### Data excerpts
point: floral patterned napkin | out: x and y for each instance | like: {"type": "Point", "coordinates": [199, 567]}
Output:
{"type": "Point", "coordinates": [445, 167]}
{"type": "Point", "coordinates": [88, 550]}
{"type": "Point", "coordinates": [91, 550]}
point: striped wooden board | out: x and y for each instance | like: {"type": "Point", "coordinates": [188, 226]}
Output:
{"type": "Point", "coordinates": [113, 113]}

...

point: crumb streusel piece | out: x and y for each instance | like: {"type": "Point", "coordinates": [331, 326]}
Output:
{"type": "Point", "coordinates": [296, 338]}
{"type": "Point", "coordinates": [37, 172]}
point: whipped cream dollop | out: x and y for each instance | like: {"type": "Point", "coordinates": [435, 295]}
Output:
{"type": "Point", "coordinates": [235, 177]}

---

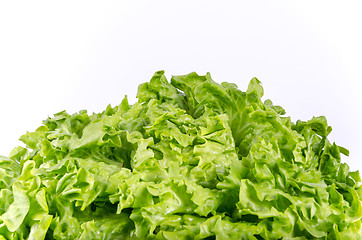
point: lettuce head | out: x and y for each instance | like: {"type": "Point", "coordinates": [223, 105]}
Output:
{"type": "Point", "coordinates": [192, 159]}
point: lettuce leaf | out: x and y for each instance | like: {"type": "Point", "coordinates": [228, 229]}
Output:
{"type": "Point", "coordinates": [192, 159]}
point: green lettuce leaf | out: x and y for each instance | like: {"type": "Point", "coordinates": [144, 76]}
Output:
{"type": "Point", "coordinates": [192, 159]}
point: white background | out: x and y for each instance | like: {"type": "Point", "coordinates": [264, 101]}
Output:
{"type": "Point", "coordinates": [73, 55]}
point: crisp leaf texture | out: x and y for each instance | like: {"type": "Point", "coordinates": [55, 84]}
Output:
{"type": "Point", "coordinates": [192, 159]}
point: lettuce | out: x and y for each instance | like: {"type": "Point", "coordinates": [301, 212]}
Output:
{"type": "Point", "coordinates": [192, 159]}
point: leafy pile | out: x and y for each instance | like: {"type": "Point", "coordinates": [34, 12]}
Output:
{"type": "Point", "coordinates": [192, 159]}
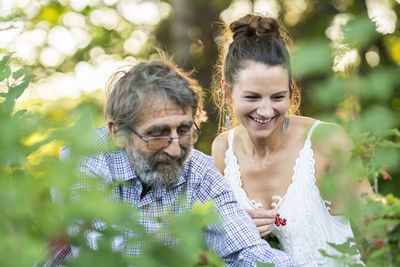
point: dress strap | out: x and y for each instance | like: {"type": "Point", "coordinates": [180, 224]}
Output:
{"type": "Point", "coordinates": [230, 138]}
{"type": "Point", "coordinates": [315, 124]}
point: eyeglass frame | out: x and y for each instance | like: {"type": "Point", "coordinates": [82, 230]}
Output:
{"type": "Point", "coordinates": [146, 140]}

### Aim of the exercise
Locate each line in the listing above that contains the string "lettuce" and copy those lines out. Case counts.

### Complete response
point: lettuce head | out: x and y for each instance | like: {"type": "Point", "coordinates": [223, 105]}
point: lettuce leaf | out: x and y for each instance | like: {"type": "Point", "coordinates": [228, 229]}
point: green lettuce leaf | out: x and y for each instance | like: {"type": "Point", "coordinates": [144, 76]}
point: lettuce | out: x and y for each instance | like: {"type": "Point", "coordinates": [301, 212]}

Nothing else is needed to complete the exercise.